§ RECORDS
━━━━━━━━

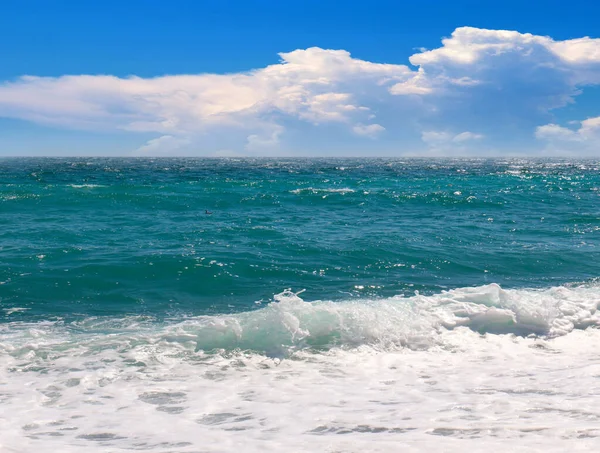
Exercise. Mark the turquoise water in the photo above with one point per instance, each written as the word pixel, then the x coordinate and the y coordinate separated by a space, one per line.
pixel 439 305
pixel 118 237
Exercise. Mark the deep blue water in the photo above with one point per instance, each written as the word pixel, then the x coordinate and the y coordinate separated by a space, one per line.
pixel 95 237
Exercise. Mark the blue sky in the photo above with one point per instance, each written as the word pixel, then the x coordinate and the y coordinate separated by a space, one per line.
pixel 299 78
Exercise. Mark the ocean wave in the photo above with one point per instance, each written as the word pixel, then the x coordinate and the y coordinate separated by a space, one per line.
pixel 317 190
pixel 290 324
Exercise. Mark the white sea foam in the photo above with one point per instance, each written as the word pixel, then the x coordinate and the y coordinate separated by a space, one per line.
pixel 86 186
pixel 317 190
pixel 402 374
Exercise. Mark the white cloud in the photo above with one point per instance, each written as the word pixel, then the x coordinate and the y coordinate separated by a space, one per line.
pixel 466 136
pixel 368 130
pixel 166 144
pixel 583 139
pixel 497 82
pixel 447 143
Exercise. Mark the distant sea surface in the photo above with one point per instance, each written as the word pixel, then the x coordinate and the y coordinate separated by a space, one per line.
pixel 185 305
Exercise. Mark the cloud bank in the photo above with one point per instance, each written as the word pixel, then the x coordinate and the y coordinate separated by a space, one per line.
pixel 480 90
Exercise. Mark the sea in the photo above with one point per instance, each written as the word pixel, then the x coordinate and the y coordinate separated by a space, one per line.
pixel 299 305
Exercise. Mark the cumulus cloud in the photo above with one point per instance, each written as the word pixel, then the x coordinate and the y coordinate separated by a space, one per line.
pixel 166 144
pixel 444 142
pixel 368 130
pixel 496 82
pixel 585 138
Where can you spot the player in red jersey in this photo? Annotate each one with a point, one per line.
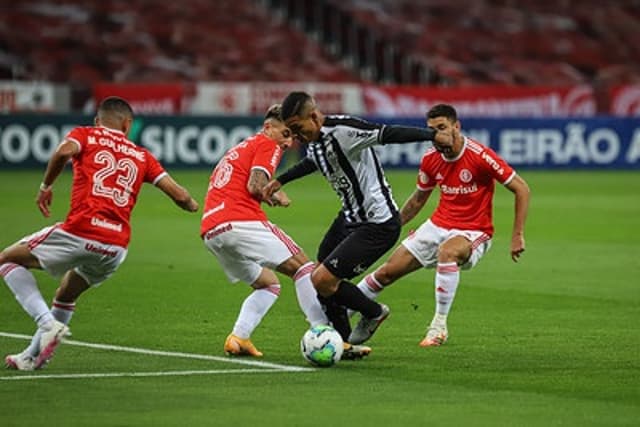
(249, 247)
(88, 247)
(459, 232)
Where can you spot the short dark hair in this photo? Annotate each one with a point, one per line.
(443, 110)
(274, 112)
(294, 104)
(116, 106)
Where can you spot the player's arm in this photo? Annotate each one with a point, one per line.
(177, 193)
(520, 189)
(65, 151)
(304, 167)
(258, 180)
(413, 205)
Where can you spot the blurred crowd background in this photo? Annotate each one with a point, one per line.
(75, 45)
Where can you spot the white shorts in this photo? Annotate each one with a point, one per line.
(59, 252)
(425, 242)
(244, 247)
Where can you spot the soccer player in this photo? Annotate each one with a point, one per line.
(460, 229)
(88, 247)
(368, 224)
(249, 247)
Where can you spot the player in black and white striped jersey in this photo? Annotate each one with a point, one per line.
(368, 224)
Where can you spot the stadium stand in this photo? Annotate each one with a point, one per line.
(524, 42)
(441, 42)
(143, 40)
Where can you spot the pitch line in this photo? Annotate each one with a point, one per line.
(142, 374)
(256, 363)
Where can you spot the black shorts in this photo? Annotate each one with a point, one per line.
(348, 250)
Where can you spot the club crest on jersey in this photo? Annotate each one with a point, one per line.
(424, 179)
(465, 175)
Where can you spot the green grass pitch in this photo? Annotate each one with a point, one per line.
(553, 340)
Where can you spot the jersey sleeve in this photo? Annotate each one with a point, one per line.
(155, 171)
(79, 136)
(499, 169)
(267, 158)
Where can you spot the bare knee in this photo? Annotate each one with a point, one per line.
(325, 283)
(384, 275)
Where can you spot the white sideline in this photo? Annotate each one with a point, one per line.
(265, 366)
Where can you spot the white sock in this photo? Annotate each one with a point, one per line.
(446, 284)
(24, 287)
(308, 297)
(370, 286)
(62, 311)
(253, 309)
(34, 347)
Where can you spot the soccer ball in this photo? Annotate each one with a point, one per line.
(321, 346)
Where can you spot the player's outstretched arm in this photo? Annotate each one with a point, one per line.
(65, 151)
(177, 193)
(520, 189)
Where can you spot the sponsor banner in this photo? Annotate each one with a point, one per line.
(192, 142)
(625, 100)
(32, 96)
(145, 98)
(27, 141)
(481, 101)
(569, 143)
(256, 97)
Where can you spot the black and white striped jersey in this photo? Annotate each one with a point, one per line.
(346, 157)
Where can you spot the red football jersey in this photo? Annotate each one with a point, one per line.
(466, 183)
(108, 173)
(227, 198)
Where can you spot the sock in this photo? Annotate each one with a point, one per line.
(370, 286)
(350, 296)
(337, 316)
(447, 279)
(34, 347)
(308, 297)
(24, 287)
(253, 309)
(63, 311)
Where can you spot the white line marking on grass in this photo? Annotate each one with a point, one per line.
(142, 374)
(268, 365)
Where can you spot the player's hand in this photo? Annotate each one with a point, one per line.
(44, 199)
(192, 206)
(517, 247)
(280, 198)
(270, 189)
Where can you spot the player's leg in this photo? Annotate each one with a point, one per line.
(254, 308)
(399, 264)
(336, 313)
(299, 268)
(363, 246)
(14, 262)
(452, 253)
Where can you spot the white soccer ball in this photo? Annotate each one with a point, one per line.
(322, 346)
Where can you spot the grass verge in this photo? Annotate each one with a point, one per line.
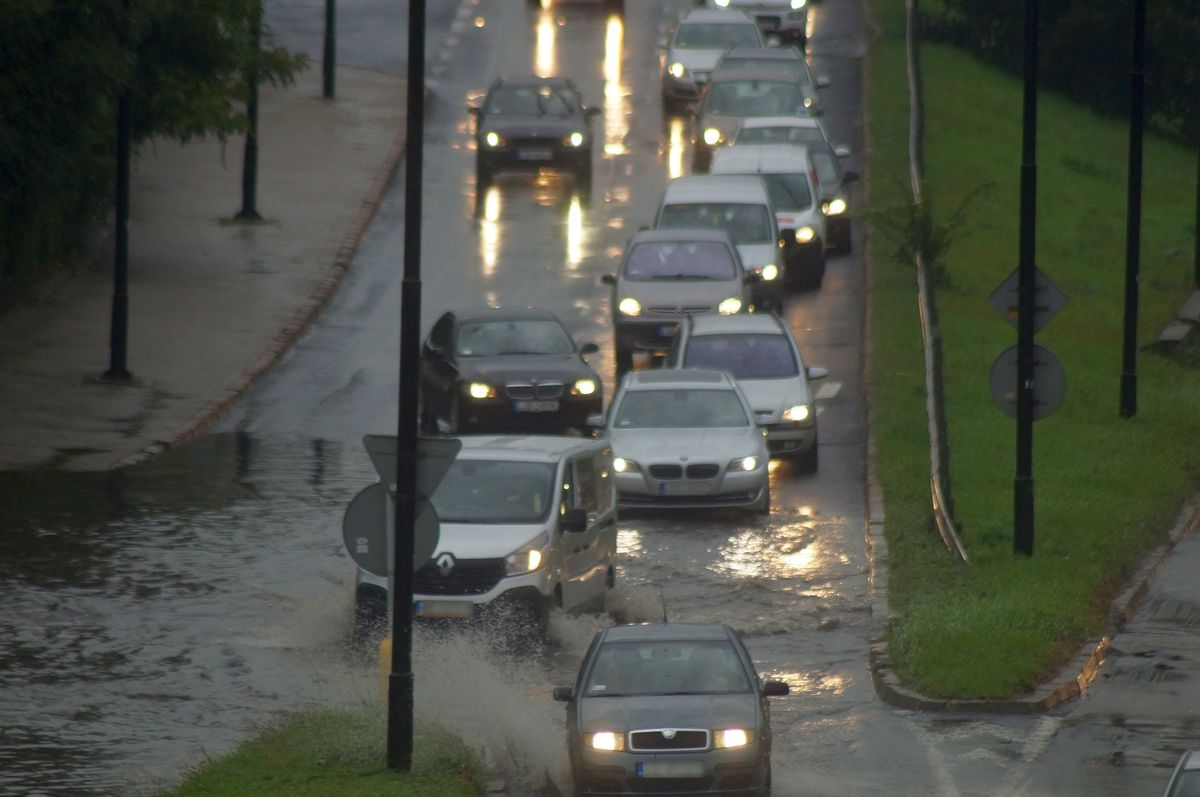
(336, 754)
(1107, 490)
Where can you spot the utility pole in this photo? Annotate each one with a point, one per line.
(1133, 214)
(400, 681)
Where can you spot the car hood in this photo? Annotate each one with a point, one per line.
(709, 712)
(696, 444)
(526, 367)
(681, 293)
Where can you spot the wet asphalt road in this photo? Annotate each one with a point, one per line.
(153, 615)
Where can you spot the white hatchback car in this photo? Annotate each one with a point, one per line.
(687, 439)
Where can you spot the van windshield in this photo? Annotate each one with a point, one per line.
(495, 491)
(745, 223)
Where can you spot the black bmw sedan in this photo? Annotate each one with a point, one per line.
(505, 370)
(529, 123)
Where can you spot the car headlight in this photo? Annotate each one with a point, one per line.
(834, 208)
(797, 413)
(480, 390)
(629, 306)
(621, 465)
(606, 741)
(527, 559)
(732, 737)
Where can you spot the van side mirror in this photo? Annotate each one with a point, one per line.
(575, 520)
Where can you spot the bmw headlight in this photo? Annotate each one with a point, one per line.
(732, 737)
(730, 306)
(480, 390)
(744, 463)
(527, 559)
(629, 306)
(621, 465)
(797, 413)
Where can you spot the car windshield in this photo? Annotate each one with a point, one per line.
(676, 666)
(745, 223)
(513, 336)
(695, 35)
(779, 135)
(679, 261)
(747, 357)
(754, 99)
(681, 409)
(531, 101)
(789, 191)
(495, 491)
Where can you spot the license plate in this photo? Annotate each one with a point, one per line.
(456, 609)
(671, 769)
(535, 406)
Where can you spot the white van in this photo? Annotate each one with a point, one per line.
(527, 523)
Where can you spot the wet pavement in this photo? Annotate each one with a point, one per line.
(159, 613)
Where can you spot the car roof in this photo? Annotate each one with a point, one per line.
(715, 187)
(665, 631)
(760, 159)
(525, 448)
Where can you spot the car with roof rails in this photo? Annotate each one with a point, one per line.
(685, 439)
(733, 96)
(528, 523)
(527, 124)
(667, 274)
(791, 183)
(787, 60)
(741, 207)
(694, 47)
(762, 354)
(665, 707)
(787, 19)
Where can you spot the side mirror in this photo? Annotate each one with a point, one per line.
(769, 689)
(575, 520)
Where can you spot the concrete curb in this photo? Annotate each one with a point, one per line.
(300, 322)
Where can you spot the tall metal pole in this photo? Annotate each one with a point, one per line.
(250, 161)
(1133, 214)
(118, 371)
(329, 57)
(1023, 484)
(400, 681)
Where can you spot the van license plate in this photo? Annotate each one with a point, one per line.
(535, 406)
(456, 609)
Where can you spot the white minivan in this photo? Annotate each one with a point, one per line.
(527, 523)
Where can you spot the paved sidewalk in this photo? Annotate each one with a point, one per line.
(213, 304)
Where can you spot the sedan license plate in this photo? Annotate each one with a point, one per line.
(455, 609)
(671, 769)
(535, 406)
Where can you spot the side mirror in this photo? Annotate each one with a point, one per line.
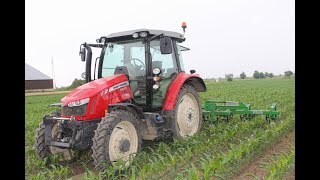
(165, 45)
(83, 54)
(83, 75)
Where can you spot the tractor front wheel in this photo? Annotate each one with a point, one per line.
(117, 137)
(188, 113)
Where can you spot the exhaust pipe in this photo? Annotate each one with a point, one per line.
(88, 62)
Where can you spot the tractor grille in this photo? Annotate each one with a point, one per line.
(75, 110)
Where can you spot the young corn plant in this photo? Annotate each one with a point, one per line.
(280, 164)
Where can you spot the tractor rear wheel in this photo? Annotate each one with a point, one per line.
(117, 137)
(188, 113)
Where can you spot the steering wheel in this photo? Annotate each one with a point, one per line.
(137, 65)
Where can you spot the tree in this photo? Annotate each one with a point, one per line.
(243, 75)
(229, 77)
(288, 73)
(77, 83)
(256, 75)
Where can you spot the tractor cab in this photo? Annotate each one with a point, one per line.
(150, 59)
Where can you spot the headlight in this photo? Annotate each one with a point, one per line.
(156, 85)
(79, 102)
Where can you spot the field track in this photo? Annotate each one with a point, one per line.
(45, 93)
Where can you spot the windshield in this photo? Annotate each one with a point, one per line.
(130, 54)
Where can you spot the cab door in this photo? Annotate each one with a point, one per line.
(169, 69)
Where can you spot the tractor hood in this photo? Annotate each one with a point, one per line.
(92, 88)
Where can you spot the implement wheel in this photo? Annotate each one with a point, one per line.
(188, 113)
(117, 137)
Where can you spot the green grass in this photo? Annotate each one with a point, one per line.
(215, 151)
(280, 164)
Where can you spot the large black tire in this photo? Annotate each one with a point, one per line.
(108, 142)
(188, 113)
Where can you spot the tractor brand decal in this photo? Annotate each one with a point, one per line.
(120, 85)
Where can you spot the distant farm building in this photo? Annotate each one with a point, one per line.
(34, 79)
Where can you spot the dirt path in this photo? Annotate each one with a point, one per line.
(45, 93)
(253, 169)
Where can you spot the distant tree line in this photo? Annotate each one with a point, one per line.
(258, 75)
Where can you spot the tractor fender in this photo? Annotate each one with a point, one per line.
(182, 78)
(127, 106)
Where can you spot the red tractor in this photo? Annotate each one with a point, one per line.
(139, 91)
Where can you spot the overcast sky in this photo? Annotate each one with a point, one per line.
(225, 36)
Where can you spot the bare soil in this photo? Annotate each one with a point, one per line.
(253, 170)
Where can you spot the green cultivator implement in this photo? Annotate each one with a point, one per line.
(216, 109)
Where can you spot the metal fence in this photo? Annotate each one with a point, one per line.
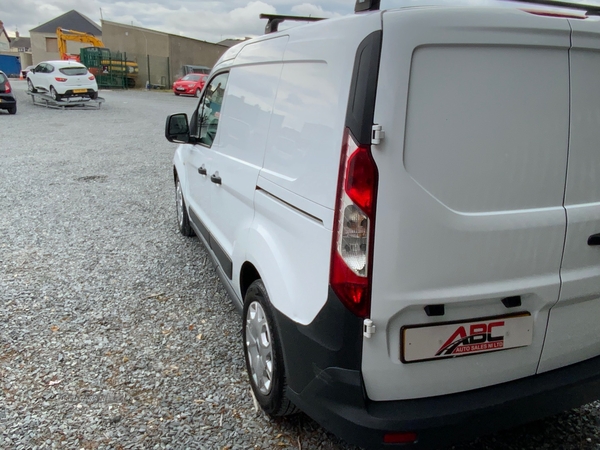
(111, 69)
(154, 71)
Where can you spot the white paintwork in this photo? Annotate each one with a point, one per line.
(476, 114)
(474, 103)
(572, 329)
(44, 81)
(305, 138)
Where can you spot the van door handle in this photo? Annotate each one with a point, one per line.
(594, 239)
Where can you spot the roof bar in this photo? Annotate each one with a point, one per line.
(366, 5)
(276, 19)
(591, 10)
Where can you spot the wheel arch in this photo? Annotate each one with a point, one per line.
(248, 275)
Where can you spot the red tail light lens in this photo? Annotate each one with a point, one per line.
(351, 254)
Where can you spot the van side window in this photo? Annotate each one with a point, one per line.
(210, 109)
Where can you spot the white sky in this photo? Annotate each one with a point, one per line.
(208, 20)
(201, 19)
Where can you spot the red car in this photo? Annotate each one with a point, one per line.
(191, 84)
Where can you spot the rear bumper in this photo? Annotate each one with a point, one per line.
(7, 101)
(336, 400)
(72, 93)
(326, 383)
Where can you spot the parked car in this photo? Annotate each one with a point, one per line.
(188, 68)
(25, 71)
(404, 206)
(62, 79)
(190, 84)
(8, 100)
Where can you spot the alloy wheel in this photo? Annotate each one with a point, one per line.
(259, 347)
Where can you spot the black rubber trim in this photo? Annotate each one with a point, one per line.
(222, 258)
(332, 339)
(363, 88)
(199, 225)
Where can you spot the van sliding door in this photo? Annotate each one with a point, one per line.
(573, 325)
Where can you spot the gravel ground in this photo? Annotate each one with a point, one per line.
(115, 332)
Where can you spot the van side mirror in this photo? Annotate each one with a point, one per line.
(177, 128)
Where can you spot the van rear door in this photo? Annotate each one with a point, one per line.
(572, 329)
(475, 108)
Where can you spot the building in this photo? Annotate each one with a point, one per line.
(159, 55)
(44, 43)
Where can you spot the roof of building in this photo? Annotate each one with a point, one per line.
(20, 42)
(71, 20)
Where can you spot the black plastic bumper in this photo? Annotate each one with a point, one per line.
(335, 395)
(7, 101)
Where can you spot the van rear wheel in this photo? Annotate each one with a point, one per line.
(263, 354)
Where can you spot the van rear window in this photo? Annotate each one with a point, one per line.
(74, 71)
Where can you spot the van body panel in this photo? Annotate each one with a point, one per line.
(238, 153)
(291, 252)
(476, 114)
(572, 329)
(305, 139)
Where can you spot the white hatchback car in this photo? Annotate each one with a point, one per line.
(62, 79)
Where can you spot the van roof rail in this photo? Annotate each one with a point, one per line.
(276, 19)
(366, 5)
(591, 10)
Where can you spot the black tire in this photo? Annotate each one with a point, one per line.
(55, 95)
(272, 397)
(183, 219)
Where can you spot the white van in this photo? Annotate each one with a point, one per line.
(405, 205)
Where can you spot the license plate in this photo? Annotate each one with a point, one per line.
(453, 339)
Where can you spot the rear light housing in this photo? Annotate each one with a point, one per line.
(354, 227)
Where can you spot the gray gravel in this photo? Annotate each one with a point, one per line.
(115, 332)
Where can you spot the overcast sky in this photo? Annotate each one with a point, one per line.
(200, 19)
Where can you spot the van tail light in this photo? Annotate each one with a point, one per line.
(354, 227)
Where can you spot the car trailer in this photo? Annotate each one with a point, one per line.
(69, 102)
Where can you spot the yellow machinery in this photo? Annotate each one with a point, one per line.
(128, 69)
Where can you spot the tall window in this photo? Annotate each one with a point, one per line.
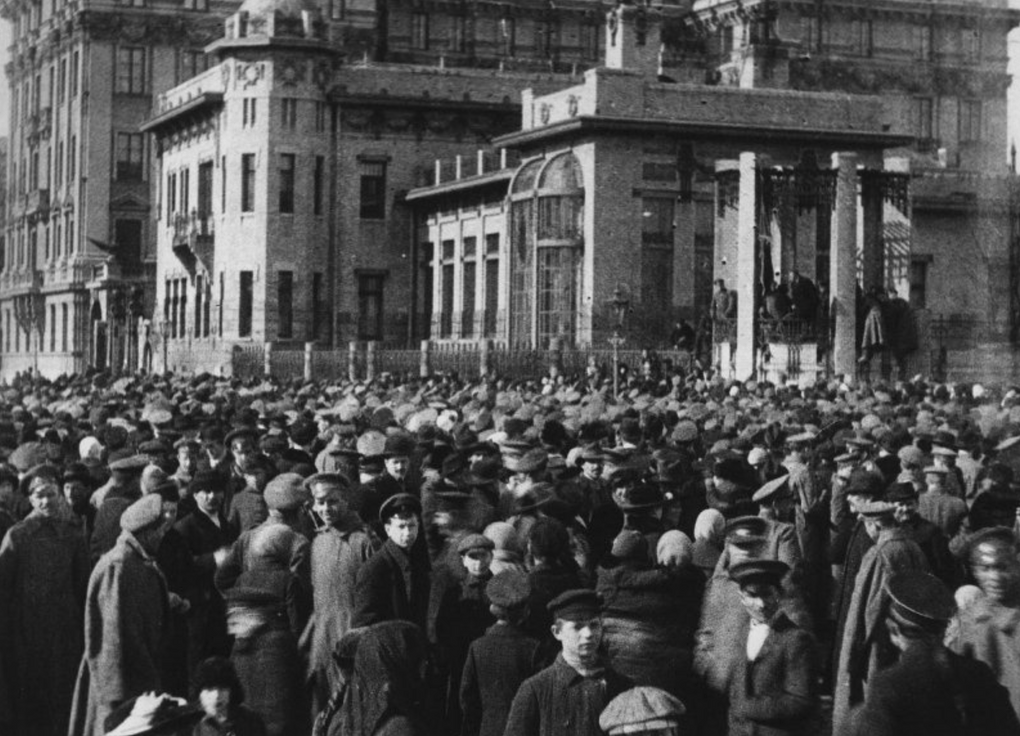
(590, 34)
(447, 291)
(370, 306)
(131, 71)
(862, 37)
(970, 120)
(287, 182)
(972, 44)
(657, 251)
(131, 155)
(62, 82)
(508, 36)
(318, 177)
(923, 127)
(372, 190)
(285, 305)
(923, 35)
(249, 112)
(128, 241)
(419, 31)
(458, 34)
(289, 113)
(919, 283)
(246, 300)
(468, 287)
(198, 304)
(492, 277)
(247, 182)
(191, 62)
(205, 189)
(317, 308)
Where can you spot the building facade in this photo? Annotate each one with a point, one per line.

━━━━━━━━

§ PROBLEM REQUIREMENTS
Could you repeat, exactly and with nothing else, the lines from the one containing "Where can you spot the car trailer" through the last line of the records above, leaving out the pictures?

§ OUTPUT FOR THIS TASK
Where can you spot the car trailer in this photo? Annotate each one with a point, one per line.
(69, 102)
Where can you spot the yellow machinery in this photo? Annotate each one with a point, one per line.
(128, 69)
Where can you spot the tall window in this photo? Annotate each one with a point, one per line.
(590, 34)
(447, 291)
(370, 306)
(131, 71)
(862, 37)
(970, 120)
(287, 182)
(972, 44)
(657, 251)
(131, 155)
(62, 82)
(508, 36)
(318, 177)
(923, 127)
(372, 190)
(285, 305)
(923, 35)
(249, 112)
(128, 241)
(419, 31)
(458, 34)
(289, 113)
(919, 283)
(246, 300)
(468, 287)
(198, 304)
(492, 277)
(247, 182)
(191, 62)
(205, 189)
(317, 308)
Where can you spot the building facade in this photo? Annotate each one with a point, one per line.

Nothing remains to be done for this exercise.